**WORK INSTRUCTIONS:**
In the text comparing IVW, Lasso and MR-BMA, which method has the lowest MSE in every scenario considered?
-- TEXT SECTION follows --
When increasing the number of risk factors to d = 92 while keeping the number of true causal risk factors constant to four, the standard IVW methods fails to distinguish between true causal and false causal risk factors and provides a ranking of risk factors which is nearly random as shown in the ROC curve in Figure 3 B) and Supplementary Figures 5 and 6. Despite being unbiased (Supplementary Figures 7 and 8), the variance of the IVW estimates is large and prohibits better performance. The Lasso provides sparse solutions with many of the causal estimates set to zero. This allows the Lasso a relative good performance at the beginning of the ROC curve, but its performance weakens when considering more risk factors. The best performance is terms of the ROC characteristics is observed for MR-BMA. In terms of MSE (Table 1), the dominant role of the variance of the IVW estimate again becomes apparent as the IVW method has a thousand times larger MSE than MR-BMA, which has the lowest MSE for all scenarios considered.
-- TEXT SECTION concluded --
-- EXTRACTED ENTRIES follows --
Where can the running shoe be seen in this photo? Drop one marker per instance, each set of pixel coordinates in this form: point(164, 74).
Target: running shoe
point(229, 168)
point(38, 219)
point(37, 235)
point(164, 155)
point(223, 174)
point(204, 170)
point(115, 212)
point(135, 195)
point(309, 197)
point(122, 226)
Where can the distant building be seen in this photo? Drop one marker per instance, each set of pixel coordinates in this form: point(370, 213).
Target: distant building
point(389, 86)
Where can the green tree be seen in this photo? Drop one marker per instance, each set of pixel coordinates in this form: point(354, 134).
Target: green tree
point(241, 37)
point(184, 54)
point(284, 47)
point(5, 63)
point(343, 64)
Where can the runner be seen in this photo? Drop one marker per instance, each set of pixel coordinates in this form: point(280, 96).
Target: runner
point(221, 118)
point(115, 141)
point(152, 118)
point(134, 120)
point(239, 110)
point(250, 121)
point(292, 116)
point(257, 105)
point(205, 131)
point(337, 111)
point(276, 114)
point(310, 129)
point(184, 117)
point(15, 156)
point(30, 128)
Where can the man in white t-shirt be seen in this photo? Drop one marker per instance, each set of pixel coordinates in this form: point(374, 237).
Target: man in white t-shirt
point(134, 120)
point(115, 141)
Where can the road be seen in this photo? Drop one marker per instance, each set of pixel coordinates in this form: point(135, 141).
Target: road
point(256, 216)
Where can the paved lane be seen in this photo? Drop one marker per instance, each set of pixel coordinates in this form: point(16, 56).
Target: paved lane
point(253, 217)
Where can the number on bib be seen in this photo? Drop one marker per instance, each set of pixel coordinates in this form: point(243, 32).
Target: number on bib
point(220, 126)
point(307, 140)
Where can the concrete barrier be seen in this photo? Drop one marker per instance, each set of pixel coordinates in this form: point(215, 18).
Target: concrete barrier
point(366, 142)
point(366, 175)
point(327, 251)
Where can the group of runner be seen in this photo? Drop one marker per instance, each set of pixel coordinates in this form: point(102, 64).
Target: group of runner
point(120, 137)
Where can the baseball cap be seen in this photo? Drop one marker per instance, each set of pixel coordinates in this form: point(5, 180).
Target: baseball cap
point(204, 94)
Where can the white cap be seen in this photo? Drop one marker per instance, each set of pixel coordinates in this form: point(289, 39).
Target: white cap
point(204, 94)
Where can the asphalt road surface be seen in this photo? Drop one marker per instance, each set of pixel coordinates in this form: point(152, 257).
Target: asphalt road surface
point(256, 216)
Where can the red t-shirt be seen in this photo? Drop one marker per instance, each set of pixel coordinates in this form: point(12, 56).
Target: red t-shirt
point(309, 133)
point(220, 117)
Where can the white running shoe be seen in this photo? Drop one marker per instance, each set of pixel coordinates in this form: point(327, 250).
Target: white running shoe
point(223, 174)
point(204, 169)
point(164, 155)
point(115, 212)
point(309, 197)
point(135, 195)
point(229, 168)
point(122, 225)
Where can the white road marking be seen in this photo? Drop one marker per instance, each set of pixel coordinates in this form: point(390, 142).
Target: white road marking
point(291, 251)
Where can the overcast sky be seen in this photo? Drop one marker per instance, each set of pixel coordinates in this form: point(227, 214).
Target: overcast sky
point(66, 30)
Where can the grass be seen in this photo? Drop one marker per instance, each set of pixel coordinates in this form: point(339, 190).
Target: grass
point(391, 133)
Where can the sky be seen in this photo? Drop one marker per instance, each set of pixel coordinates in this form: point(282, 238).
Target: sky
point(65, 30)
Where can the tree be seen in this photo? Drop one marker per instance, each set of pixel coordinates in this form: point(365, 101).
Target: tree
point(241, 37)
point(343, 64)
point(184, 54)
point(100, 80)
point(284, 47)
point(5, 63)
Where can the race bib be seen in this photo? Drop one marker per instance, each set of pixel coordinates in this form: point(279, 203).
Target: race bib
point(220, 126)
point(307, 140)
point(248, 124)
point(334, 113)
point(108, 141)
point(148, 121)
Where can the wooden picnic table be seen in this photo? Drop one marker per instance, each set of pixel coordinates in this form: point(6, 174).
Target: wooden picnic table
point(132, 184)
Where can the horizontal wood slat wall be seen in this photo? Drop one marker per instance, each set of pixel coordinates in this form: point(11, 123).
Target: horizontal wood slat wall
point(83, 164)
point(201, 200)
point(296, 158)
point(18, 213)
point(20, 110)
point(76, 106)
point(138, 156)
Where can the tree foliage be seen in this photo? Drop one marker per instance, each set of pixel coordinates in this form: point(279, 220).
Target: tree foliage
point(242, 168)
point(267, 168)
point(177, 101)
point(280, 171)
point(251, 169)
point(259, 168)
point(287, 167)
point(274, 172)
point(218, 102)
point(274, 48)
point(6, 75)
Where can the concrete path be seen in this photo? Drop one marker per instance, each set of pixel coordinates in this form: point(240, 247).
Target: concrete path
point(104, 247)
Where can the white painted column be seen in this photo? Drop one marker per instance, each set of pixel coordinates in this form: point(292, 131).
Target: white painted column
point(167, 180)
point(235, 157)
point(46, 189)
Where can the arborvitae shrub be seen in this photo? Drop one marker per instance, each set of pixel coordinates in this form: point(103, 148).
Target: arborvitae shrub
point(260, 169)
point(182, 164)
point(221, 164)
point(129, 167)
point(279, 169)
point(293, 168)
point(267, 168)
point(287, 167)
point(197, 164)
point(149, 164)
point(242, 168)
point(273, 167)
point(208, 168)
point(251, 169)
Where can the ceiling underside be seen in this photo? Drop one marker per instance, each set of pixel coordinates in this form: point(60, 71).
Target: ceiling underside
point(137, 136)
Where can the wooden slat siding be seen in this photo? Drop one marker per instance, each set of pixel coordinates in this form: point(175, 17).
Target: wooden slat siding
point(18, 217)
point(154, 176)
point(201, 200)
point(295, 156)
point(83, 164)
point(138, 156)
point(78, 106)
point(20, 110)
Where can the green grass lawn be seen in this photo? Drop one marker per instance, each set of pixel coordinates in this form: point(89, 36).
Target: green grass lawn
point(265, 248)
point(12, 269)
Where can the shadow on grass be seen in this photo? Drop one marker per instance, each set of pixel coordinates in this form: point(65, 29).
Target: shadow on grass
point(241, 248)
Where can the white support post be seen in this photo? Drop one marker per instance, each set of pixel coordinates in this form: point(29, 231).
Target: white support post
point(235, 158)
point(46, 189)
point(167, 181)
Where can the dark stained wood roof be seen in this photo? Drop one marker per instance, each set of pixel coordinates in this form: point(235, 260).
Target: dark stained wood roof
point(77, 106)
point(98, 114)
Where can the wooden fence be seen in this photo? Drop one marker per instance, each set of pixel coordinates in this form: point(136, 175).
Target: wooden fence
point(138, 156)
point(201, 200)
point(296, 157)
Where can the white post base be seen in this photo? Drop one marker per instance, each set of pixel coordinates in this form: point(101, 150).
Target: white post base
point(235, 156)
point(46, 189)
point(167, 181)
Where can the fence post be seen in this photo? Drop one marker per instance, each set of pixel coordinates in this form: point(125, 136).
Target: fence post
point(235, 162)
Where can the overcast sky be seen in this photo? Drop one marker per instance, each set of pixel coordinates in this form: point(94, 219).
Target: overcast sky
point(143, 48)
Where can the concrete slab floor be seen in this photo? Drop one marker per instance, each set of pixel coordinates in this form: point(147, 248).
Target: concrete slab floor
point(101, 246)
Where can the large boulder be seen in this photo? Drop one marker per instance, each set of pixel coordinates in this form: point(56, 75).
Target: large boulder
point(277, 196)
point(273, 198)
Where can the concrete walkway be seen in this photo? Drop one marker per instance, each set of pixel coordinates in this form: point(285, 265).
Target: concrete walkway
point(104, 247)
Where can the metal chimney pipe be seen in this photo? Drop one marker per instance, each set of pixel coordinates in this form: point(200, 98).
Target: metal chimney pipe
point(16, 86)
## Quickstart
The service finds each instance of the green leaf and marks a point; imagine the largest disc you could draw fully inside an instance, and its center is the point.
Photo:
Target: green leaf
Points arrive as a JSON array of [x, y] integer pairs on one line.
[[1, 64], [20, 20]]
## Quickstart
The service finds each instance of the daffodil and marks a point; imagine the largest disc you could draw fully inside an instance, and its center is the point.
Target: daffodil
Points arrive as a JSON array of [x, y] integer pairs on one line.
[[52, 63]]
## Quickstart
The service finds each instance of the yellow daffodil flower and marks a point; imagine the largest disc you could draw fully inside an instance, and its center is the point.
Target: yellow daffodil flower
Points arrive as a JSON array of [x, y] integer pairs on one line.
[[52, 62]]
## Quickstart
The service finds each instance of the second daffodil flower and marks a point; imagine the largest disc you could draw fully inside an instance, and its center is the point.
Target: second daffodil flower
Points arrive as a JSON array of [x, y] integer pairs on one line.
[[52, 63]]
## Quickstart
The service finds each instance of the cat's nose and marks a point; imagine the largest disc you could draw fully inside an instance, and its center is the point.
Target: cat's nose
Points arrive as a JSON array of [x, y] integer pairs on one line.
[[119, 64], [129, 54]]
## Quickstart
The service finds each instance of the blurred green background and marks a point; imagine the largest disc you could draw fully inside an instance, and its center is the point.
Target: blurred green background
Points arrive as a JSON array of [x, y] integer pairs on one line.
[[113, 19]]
-- EXTRACTED ENTRIES concluded --
**ANSWER TO THIS PROBLEM:**
MR-BMA.